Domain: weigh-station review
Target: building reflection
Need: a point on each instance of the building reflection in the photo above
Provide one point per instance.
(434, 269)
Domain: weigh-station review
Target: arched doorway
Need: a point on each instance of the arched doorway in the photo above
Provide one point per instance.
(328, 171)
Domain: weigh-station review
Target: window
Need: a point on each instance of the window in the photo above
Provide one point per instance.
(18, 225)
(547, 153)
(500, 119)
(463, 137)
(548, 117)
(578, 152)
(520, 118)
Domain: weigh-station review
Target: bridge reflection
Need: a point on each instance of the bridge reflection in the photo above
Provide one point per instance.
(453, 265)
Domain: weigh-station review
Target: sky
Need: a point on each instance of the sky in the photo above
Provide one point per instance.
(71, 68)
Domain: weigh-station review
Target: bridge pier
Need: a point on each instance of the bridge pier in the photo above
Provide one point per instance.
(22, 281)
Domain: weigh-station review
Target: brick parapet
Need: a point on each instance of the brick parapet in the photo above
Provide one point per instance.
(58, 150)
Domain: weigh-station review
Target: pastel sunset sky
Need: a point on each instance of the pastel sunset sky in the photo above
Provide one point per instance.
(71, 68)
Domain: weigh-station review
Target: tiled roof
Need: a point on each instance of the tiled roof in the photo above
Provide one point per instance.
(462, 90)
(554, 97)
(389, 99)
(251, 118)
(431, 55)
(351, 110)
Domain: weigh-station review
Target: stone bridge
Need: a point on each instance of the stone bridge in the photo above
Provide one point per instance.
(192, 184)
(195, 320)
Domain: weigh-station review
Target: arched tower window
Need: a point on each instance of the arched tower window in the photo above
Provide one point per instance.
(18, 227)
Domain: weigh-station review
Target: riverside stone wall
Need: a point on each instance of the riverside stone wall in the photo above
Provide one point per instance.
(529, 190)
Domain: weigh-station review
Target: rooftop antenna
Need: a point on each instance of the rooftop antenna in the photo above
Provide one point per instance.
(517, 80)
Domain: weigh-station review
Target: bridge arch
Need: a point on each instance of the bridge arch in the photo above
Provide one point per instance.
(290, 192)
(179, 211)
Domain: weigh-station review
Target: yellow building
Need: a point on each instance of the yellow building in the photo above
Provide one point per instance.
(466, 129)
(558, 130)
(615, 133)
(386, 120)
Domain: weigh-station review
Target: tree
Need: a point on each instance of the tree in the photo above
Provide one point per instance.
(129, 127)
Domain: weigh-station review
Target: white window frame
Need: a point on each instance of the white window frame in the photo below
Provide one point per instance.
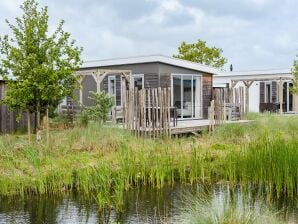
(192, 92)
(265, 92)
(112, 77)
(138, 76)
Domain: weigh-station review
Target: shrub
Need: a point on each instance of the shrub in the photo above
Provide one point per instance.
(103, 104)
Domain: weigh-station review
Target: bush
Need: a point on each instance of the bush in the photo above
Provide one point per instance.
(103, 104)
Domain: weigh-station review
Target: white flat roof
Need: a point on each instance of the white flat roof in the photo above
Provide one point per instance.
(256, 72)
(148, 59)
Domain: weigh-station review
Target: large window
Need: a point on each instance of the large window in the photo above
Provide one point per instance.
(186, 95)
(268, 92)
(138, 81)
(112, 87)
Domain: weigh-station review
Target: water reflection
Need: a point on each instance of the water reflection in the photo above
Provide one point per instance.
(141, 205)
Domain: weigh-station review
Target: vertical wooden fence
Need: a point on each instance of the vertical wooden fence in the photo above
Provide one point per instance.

************

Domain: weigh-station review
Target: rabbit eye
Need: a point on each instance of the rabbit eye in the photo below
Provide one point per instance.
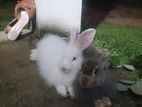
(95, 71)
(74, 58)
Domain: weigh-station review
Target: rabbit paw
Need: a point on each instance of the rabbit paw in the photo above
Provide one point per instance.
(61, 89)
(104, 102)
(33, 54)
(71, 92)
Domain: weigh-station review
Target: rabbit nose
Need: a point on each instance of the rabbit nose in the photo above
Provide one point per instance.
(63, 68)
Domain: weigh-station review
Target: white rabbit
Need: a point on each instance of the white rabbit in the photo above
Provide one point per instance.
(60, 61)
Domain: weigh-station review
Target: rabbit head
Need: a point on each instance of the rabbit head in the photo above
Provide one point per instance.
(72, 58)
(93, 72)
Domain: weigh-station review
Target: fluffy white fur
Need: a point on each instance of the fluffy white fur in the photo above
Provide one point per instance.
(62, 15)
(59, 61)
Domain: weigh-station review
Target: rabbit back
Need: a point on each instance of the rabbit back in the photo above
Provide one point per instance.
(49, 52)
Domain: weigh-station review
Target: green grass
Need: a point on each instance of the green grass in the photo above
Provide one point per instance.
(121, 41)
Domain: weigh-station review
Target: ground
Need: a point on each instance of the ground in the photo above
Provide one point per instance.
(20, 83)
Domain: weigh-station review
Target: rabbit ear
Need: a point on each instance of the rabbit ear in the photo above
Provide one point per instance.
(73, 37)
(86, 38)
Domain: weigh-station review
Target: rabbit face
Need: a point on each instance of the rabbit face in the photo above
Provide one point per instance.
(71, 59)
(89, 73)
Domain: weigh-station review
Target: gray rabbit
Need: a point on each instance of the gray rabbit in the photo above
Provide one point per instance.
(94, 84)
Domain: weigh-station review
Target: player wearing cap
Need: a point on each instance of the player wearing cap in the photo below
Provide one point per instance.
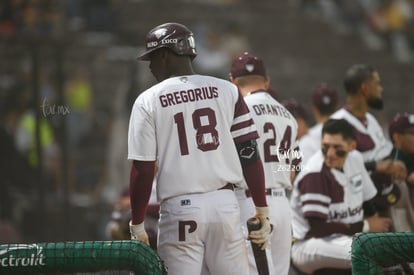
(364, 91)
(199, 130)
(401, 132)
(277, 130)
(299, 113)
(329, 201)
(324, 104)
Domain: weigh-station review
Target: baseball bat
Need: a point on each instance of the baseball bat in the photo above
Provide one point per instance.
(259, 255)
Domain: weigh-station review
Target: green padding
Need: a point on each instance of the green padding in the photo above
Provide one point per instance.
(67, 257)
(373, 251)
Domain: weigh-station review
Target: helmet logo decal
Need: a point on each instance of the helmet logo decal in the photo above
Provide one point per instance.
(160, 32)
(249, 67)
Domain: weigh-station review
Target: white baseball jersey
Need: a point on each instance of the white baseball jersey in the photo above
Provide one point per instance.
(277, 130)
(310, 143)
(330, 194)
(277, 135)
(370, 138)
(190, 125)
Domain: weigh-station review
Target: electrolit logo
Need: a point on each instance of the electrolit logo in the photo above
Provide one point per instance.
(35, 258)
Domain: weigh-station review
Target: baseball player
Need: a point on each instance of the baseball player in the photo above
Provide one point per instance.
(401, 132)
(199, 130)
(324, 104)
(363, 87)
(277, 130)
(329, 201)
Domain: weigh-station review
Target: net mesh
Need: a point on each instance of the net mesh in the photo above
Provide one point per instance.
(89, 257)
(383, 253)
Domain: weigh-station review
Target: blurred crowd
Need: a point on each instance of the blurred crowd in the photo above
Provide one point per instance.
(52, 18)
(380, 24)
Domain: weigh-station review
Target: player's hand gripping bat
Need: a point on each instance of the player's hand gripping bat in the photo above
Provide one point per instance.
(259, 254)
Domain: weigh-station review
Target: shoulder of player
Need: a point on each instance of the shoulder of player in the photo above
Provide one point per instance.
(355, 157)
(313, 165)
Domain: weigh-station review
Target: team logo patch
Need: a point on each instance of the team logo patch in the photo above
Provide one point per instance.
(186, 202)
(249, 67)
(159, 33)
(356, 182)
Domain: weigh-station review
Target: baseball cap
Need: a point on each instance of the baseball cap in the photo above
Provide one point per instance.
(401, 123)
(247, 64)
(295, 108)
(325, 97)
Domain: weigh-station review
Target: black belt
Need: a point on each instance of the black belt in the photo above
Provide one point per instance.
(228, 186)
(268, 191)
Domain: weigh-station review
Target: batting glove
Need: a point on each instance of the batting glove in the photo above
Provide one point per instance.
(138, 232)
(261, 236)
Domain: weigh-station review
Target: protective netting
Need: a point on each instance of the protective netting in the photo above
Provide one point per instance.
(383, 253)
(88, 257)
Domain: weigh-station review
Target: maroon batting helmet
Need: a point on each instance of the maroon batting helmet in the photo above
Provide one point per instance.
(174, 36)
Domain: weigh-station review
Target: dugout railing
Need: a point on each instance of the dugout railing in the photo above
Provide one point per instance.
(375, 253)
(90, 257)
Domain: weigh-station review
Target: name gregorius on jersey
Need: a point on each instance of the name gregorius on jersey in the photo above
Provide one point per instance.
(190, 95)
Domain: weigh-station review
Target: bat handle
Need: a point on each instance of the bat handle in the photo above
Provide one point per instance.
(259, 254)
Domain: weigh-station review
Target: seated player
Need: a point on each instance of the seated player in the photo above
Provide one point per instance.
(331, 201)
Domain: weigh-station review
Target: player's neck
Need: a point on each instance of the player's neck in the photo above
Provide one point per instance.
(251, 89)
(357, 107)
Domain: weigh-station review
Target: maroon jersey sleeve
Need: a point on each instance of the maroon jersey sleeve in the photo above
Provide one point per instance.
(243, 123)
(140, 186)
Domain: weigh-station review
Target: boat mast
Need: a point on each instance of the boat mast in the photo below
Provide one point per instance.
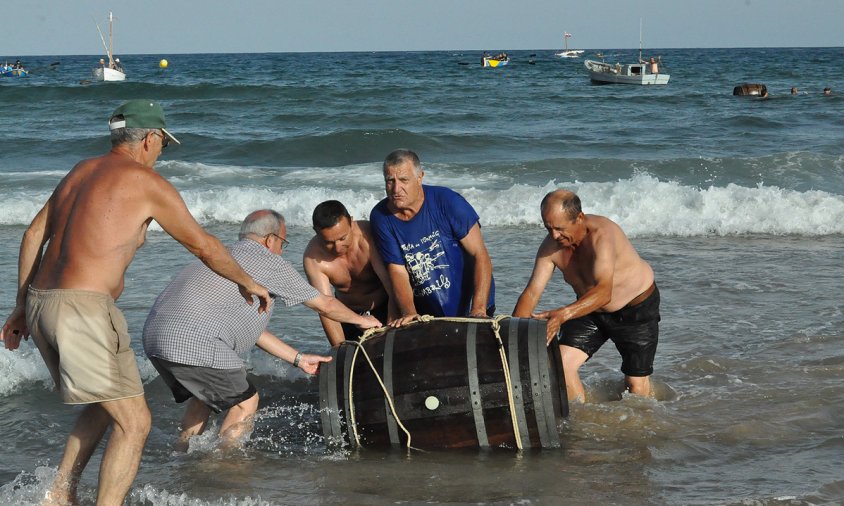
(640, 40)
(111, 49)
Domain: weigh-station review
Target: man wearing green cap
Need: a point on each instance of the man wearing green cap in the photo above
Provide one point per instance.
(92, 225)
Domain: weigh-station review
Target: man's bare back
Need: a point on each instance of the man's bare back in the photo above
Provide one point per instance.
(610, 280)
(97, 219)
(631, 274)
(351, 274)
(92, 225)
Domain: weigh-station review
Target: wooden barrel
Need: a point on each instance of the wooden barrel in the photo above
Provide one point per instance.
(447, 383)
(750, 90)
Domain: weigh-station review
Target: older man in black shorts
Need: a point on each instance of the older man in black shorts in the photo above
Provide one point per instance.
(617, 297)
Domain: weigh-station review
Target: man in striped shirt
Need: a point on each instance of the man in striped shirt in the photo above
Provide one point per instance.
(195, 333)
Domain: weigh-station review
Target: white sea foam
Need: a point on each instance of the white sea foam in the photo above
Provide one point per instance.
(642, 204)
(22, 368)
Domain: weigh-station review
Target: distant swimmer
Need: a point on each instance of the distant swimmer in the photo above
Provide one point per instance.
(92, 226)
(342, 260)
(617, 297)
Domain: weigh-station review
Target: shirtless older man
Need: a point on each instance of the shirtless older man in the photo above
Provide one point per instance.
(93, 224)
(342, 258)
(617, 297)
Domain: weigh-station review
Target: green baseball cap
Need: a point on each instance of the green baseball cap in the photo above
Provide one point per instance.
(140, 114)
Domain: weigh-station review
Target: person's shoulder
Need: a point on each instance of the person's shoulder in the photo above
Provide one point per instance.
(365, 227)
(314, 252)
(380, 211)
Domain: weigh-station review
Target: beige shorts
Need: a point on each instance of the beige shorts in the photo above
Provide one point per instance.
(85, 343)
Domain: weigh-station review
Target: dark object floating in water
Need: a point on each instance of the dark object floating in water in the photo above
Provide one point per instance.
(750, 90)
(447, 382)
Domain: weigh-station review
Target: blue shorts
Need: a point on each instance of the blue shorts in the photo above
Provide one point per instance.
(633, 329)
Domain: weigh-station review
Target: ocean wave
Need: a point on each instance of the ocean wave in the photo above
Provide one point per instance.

************

EXERCISE: Whenever a line in the data holds "decal", copy that line.

ANSWER FOR THIS EXERCISE:
Target: helmet logo decal
Need: a point on each instance of the helmet logo decal in the photo above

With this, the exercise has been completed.